▸ Task to complete:
Copy the lines below that contain "path".

Stored items
+++++

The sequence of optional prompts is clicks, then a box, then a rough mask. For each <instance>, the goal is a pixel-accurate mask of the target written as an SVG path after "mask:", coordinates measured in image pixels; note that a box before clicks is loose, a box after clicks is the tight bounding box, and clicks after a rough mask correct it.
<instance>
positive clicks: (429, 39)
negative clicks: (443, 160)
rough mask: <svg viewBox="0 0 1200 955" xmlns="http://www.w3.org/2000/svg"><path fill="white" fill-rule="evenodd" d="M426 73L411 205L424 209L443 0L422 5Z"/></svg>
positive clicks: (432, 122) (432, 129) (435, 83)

+++++

▸ Written response:
The sequence of optional prompts is clicks, then a box, then a rough mask. For each <instance>, the goal is a pixel-accurate mask of the target written as an SVG path after "mask:", coordinates measured in image pixels; note that a box before clicks is loose, a box after clicks is the tight bounding box, and clicks after a rough mask correct it.
rough mask: <svg viewBox="0 0 1200 955" xmlns="http://www.w3.org/2000/svg"><path fill="white" fill-rule="evenodd" d="M426 73L411 205L424 209L443 0L422 5Z"/></svg>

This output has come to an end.